* [DESCRIPTION OF THE TASK]:
Please repeat the data below word for word, line by line, leaving out the pictures.

++++ DATA LINES

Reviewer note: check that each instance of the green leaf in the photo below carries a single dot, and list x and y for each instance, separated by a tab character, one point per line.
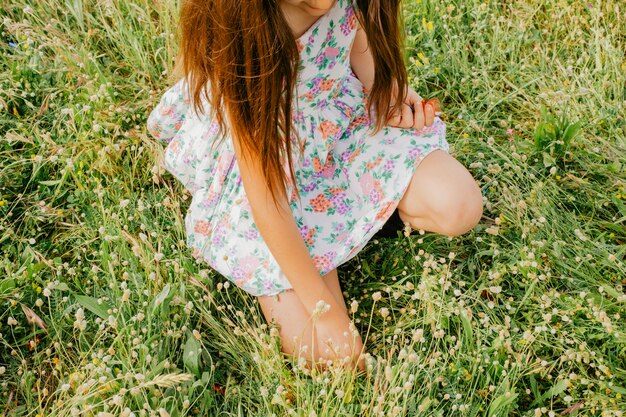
6	285
161	297
467	330
50	182
191	355
500	403
92	305
558	388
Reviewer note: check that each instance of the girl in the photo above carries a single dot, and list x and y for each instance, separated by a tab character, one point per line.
295	131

++++++++

* [FINISHED EXERCISE]:
Reviewer note: check that each instance of the green leaf in the photo below carries a single dot, and list x and y for each instance, separated by a tab character, one point per line.
6	285
161	297
467	330
50	182
191	355
500	403
92	305
558	388
Reviewer note: check that each instance of the girl in the photo above carries a single dot, and list x and y for each instance, separated by a tab character, one point per line.
295	131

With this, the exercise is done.